Stored records
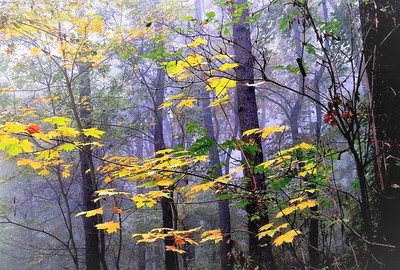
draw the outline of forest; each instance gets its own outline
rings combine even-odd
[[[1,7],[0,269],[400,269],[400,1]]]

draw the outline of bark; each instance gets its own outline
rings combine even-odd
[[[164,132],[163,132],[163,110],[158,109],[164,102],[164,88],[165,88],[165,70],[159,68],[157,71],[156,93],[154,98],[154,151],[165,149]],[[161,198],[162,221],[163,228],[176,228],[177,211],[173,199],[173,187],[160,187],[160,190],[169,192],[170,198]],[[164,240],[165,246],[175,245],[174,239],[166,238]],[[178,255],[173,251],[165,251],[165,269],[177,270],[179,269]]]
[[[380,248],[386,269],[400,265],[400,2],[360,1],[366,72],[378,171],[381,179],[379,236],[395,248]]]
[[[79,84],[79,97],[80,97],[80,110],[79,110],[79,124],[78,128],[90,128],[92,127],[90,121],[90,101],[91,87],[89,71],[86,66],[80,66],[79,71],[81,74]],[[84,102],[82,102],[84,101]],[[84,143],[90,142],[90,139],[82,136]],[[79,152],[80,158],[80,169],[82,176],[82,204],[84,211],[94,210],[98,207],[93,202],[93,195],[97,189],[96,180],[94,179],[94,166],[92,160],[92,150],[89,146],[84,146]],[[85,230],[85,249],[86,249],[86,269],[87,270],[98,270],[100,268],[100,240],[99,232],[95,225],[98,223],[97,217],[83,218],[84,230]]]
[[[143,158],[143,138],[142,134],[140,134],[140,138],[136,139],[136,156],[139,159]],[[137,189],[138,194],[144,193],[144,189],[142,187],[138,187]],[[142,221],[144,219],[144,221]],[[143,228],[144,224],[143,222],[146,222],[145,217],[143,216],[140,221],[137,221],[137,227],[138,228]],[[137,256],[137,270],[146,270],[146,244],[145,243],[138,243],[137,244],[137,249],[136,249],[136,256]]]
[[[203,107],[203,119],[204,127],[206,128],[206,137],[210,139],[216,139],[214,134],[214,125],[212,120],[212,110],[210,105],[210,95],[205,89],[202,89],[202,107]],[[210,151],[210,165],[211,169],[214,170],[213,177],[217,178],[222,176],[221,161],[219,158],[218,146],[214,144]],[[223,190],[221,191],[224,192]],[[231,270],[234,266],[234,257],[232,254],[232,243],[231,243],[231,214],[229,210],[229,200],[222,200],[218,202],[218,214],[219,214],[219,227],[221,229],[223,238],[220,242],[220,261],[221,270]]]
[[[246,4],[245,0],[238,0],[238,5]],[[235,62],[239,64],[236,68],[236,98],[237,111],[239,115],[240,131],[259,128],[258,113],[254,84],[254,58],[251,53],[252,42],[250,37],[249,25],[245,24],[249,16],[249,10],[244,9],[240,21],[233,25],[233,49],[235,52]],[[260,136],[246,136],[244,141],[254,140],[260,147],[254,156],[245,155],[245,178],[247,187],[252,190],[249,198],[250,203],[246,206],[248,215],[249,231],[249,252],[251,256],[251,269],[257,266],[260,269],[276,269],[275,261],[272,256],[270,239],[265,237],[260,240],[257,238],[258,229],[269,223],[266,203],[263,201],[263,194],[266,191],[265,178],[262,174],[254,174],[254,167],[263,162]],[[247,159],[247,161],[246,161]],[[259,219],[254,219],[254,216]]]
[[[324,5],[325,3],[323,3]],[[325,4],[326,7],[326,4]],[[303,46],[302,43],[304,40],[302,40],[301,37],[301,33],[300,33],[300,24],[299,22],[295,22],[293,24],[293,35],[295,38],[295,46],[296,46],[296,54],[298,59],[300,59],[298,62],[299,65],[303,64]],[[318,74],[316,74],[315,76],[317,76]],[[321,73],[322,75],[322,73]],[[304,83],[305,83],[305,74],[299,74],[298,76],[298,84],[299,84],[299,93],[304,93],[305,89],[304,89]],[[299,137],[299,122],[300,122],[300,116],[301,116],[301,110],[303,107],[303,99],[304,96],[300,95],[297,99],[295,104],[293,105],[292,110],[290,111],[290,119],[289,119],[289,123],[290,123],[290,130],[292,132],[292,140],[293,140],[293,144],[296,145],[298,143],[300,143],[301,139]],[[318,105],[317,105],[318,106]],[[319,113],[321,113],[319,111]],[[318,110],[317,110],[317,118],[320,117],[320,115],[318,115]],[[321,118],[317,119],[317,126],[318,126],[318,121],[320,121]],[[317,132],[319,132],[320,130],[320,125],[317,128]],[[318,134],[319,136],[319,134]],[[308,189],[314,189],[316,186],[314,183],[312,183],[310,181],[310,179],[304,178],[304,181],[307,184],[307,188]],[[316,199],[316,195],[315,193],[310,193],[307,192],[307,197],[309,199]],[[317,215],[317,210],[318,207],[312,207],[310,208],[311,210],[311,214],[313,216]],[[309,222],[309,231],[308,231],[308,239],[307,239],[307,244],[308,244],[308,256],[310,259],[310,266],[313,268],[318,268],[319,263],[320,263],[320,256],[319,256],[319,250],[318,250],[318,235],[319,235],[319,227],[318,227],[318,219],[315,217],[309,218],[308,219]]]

* [TASK GOAL]:
Leave out the pictures and give the rest of the records again exactly.

* [EXERCISE OUTPUT]:
draw the outline of forest; each instance gets its own outline
rings combine even-odd
[[[1,7],[0,269],[400,269],[400,1]]]

draw the outline of bark; each instance gets its own outline
rings combine even-odd
[[[164,132],[163,132],[163,110],[158,109],[164,102],[164,88],[165,88],[165,70],[159,68],[157,71],[156,93],[154,98],[154,151],[165,149]],[[161,198],[162,221],[163,228],[176,228],[177,211],[173,199],[173,187],[160,187],[160,190],[169,192],[170,198]],[[164,240],[165,246],[175,245],[174,239],[166,238]],[[178,255],[173,251],[165,251],[165,269],[177,270],[179,269]]]
[[[380,248],[386,269],[400,265],[400,2],[360,1],[366,72],[378,171],[381,179],[379,236],[395,248]]]
[[[79,84],[79,97],[80,97],[80,110],[79,110],[79,124],[78,128],[90,128],[92,127],[90,121],[90,101],[91,87],[89,71],[86,66],[80,66],[79,71],[81,74]],[[84,102],[82,102],[84,101]],[[84,143],[90,142],[90,139],[82,136]],[[79,152],[80,158],[80,169],[82,176],[82,204],[84,211],[94,210],[98,207],[93,202],[93,195],[97,189],[96,180],[94,179],[94,166],[92,160],[92,150],[89,146],[84,146]],[[85,230],[85,249],[86,249],[86,269],[87,270],[98,270],[100,268],[100,240],[99,232],[95,225],[98,223],[97,217],[83,218],[84,230]]]
[[[143,158],[143,138],[142,134],[140,134],[140,138],[136,139],[136,156],[139,159]],[[137,189],[138,194],[144,193],[144,189],[142,187],[138,187]],[[142,221],[144,219],[144,221]],[[143,228],[144,224],[143,222],[146,222],[145,217],[143,216],[140,221],[137,221],[137,227],[138,228]],[[137,256],[137,270],[146,270],[146,244],[145,243],[138,243],[137,244],[137,249],[136,249],[136,256]]]
[[[203,107],[203,119],[204,127],[206,128],[206,137],[210,139],[216,139],[214,134],[214,125],[212,120],[212,110],[210,105],[210,95],[205,89],[202,89],[202,107]],[[210,151],[210,165],[211,169],[214,170],[213,177],[217,178],[222,176],[221,161],[219,158],[218,146],[214,144]],[[223,190],[221,191],[224,192]],[[231,270],[234,266],[234,257],[232,254],[232,243],[231,243],[231,214],[229,210],[229,200],[222,200],[218,202],[218,214],[219,214],[219,227],[221,229],[223,238],[220,242],[220,261],[221,270]]]
[[[246,4],[245,0],[238,0],[238,5]],[[235,62],[239,64],[236,68],[236,98],[237,111],[239,115],[240,131],[259,128],[258,113],[254,84],[254,58],[251,53],[252,42],[250,37],[249,25],[245,24],[249,16],[249,10],[244,9],[240,21],[233,25],[233,49],[235,52]],[[260,136],[246,136],[244,141],[254,140],[260,147],[254,156],[245,155],[245,178],[247,187],[252,190],[249,198],[250,203],[246,206],[248,215],[249,231],[249,252],[251,256],[251,269],[257,266],[260,269],[276,269],[275,261],[272,256],[270,239],[265,237],[260,240],[257,238],[258,229],[269,223],[266,203],[263,201],[263,194],[266,191],[265,178],[262,174],[254,174],[254,167],[263,162]],[[247,159],[247,161],[246,161]],[[259,219],[254,219],[254,216]]]
[[[324,5],[325,3],[323,3]],[[325,4],[326,7],[326,4]],[[303,46],[302,43],[304,40],[302,40],[301,37],[301,33],[300,33],[300,24],[299,22],[295,22],[293,24],[293,35],[295,38],[295,46],[296,46],[296,54],[298,59],[300,59],[298,62],[299,65],[303,64]],[[318,74],[316,74],[315,76],[317,76]],[[321,73],[322,75],[322,73]],[[304,83],[305,83],[305,74],[299,74],[298,76],[298,84],[299,84],[299,93],[304,93],[305,89],[304,89]],[[299,137],[299,122],[300,122],[300,116],[301,116],[301,110],[303,107],[303,99],[304,96],[300,95],[297,99],[295,104],[293,105],[292,110],[290,111],[290,119],[289,119],[289,123],[290,123],[290,130],[292,132],[292,140],[293,140],[293,144],[296,145],[298,143],[300,143],[301,139]],[[318,105],[317,105],[318,106]],[[319,113],[321,113],[319,111]],[[318,110],[317,110],[317,118],[320,117],[320,115],[318,115]],[[321,118],[317,119],[317,126],[318,126],[318,121],[320,121]],[[317,132],[319,132],[320,130],[320,125],[317,128]],[[318,134],[319,136],[319,134]],[[308,189],[314,189],[316,186],[314,183],[312,183],[310,181],[310,179],[304,178],[304,181],[307,184],[307,188]],[[316,199],[316,195],[315,193],[310,193],[307,192],[307,197],[309,199]],[[317,215],[317,210],[318,207],[312,207],[310,208],[311,210],[311,214],[313,216]],[[309,222],[309,231],[308,231],[308,239],[307,239],[307,244],[308,244],[308,256],[310,259],[310,266],[313,268],[318,268],[319,263],[320,263],[320,256],[319,256],[319,250],[318,250],[318,235],[319,235],[319,227],[318,227],[318,219],[315,217],[309,218],[308,219]]]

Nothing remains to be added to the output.